Each line that follows is to be retyped exactly.

===== GIVEN ENTRIES

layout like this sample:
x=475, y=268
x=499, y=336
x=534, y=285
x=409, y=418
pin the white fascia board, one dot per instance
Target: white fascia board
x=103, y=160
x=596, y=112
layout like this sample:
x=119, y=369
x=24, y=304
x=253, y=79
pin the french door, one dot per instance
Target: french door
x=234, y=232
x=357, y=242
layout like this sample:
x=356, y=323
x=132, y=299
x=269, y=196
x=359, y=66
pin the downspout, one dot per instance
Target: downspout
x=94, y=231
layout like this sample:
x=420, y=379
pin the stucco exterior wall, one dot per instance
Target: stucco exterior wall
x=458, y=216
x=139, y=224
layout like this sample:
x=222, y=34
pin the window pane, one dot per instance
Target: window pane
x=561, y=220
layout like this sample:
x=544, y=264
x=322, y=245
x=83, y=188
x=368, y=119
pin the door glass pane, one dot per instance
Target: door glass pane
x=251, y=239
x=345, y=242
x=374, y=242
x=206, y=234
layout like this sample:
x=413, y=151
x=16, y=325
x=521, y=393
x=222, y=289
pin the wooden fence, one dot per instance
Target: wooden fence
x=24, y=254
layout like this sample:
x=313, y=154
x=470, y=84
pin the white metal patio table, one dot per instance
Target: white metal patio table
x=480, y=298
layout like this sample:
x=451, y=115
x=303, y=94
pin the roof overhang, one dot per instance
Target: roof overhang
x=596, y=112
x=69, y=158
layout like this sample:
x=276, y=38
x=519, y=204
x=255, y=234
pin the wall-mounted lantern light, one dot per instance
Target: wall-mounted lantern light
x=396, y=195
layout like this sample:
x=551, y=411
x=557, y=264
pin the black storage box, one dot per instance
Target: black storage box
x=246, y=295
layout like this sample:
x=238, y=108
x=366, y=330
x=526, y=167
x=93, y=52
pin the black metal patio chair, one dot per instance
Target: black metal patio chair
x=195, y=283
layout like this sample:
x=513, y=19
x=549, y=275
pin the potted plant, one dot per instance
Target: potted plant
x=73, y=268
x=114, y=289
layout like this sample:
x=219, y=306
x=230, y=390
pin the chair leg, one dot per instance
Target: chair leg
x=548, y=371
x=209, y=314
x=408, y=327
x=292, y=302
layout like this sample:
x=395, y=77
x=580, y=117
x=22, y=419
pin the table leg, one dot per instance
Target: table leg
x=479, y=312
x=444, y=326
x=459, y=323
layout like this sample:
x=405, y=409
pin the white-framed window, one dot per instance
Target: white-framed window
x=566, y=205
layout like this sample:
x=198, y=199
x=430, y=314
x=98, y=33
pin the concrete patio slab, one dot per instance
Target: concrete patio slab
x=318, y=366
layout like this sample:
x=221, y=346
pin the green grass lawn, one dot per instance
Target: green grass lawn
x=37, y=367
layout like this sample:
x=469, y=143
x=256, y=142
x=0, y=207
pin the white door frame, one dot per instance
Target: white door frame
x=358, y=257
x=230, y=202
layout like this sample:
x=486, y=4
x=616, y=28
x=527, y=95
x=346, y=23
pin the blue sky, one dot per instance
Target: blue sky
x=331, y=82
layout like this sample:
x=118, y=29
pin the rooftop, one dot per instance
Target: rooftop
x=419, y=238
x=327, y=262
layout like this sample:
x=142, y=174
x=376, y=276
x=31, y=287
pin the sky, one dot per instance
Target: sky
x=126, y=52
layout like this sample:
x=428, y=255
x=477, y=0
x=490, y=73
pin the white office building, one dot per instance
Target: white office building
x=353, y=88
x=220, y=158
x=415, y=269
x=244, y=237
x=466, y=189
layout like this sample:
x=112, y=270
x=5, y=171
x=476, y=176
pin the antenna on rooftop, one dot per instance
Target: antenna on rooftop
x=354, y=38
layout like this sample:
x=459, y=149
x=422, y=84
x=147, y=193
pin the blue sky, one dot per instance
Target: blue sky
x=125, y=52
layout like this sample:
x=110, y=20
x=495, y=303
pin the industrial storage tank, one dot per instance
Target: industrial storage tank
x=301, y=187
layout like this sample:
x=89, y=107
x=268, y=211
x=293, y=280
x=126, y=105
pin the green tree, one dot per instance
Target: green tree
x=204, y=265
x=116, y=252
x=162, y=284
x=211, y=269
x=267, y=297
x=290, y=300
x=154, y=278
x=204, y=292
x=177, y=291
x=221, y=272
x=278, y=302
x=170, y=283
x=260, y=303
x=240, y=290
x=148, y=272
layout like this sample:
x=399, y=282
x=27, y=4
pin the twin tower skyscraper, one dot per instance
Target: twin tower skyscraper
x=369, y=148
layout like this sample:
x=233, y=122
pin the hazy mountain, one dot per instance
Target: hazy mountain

==========

TASK OUTPUT.
layout like this sample:
x=475, y=268
x=499, y=336
x=534, y=285
x=409, y=418
pin the white fascia board, one dot per instance
Target: white fascia board
x=103, y=160
x=596, y=112
layout like this sample:
x=119, y=369
x=24, y=304
x=253, y=79
pin the french door, one dot per instance
Target: french door
x=234, y=232
x=357, y=242
layout like this sample:
x=356, y=323
x=132, y=299
x=269, y=196
x=359, y=66
pin the downspout, one dot per instance
Target: downspout
x=94, y=231
layout like this sample:
x=420, y=379
pin the stucco exterior wall, one dot per instance
Target: stucco exterior wall
x=458, y=216
x=139, y=224
layout like this sample:
x=222, y=34
pin the window pane, one dot per instance
Target: window pane
x=561, y=220
layout like this sample:
x=544, y=264
x=322, y=245
x=83, y=188
x=368, y=119
pin the door glass pane, one dot per instance
Target: door glass pane
x=251, y=239
x=345, y=242
x=374, y=242
x=206, y=234
layout like this sample:
x=413, y=151
x=16, y=325
x=521, y=393
x=222, y=289
pin the wooden fence, one dot per instance
Target: wooden fence
x=24, y=254
layout like this sample:
x=313, y=154
x=470, y=84
pin the white metal patio table, one dot per instance
Target: white metal patio table
x=480, y=298
layout like this sample:
x=451, y=115
x=303, y=94
pin the roof overhang, one dot per instance
Target: roof overhang
x=596, y=112
x=69, y=158
layout like this sample:
x=276, y=38
x=519, y=204
x=255, y=234
pin the wall-mounted lantern light, one dot per instance
Target: wall-mounted lantern light
x=396, y=195
layout like this sample:
x=551, y=411
x=557, y=264
pin the black storage box, one dot per instance
Target: black storage box
x=246, y=295
layout like this sample:
x=238, y=108
x=366, y=330
x=526, y=167
x=93, y=52
pin the black metal patio chair, one dot per instance
Target: black metal patio chair
x=195, y=283
layout like this sample:
x=513, y=19
x=549, y=275
pin the potted plant, one dot per instance
Target: potted plant
x=73, y=268
x=114, y=289
layout like this sample:
x=219, y=306
x=230, y=390
pin the chair leg, one dot per instance
Target: chair leg
x=548, y=371
x=209, y=314
x=408, y=327
x=292, y=302
layout like this sample:
x=395, y=77
x=580, y=117
x=22, y=419
pin the table leg, one dot per instance
Target: table leg
x=479, y=312
x=444, y=326
x=459, y=323
layout like this sample:
x=405, y=409
pin the white-framed window, one dot per instance
Target: white-framed window
x=566, y=205
layout like this sample:
x=198, y=199
x=430, y=314
x=98, y=33
pin the concrete patio slab, one dot per instance
Target: concrete patio slab
x=318, y=366
layout like this sample:
x=221, y=346
pin the green grass lawn, one dot per instance
Target: green grass lawn
x=37, y=367
layout like this sample:
x=469, y=143
x=256, y=142
x=0, y=207
pin the white door frame, one dot per instance
Target: white door frame
x=358, y=257
x=230, y=202
layout like this sample:
x=486, y=4
x=616, y=28
x=527, y=95
x=346, y=23
pin the blue sky, one dot per instance
Target: blue sky
x=331, y=82
layout like this sample:
x=118, y=29
pin the rooftop, one dot per instance
Target: rooftop
x=419, y=238
x=327, y=262
layout like this sample:
x=142, y=174
x=376, y=276
x=31, y=287
pin the sky, one dot per instance
Target: sky
x=126, y=52
layout like this sample:
x=428, y=255
x=477, y=0
x=490, y=73
pin the white office building, one dot per instance
Target: white office building
x=353, y=88
x=220, y=158
x=415, y=269
x=244, y=237
x=466, y=189
layout like this sample:
x=112, y=270
x=5, y=171
x=476, y=176
pin the antenna on rooftop, one dot per instance
Target: antenna on rooftop
x=354, y=38
layout like this sample:
x=459, y=149
x=422, y=84
x=147, y=193
pin the blue sky, one dot per instance
Target: blue sky
x=125, y=52
layout like this sample:
x=110, y=20
x=495, y=303
pin the industrial storage tank, one dot per instance
Target: industrial storage tank
x=301, y=187
layout like this sample:
x=89, y=107
x=268, y=211
x=293, y=280
x=126, y=105
pin the green tree, one dot per instance
Target: green tree
x=204, y=265
x=116, y=252
x=162, y=284
x=211, y=269
x=267, y=297
x=290, y=300
x=154, y=278
x=204, y=292
x=177, y=291
x=221, y=272
x=278, y=302
x=170, y=283
x=260, y=303
x=240, y=290
x=148, y=272
layout like this sample:
x=399, y=282
x=27, y=4
pin the twin tower skyscraper, one dot per instance
Target: twin tower skyscraper
x=369, y=148
layout like this sample:
x=233, y=122
pin the hazy mountain, one dot per instance
Target: hazy mountain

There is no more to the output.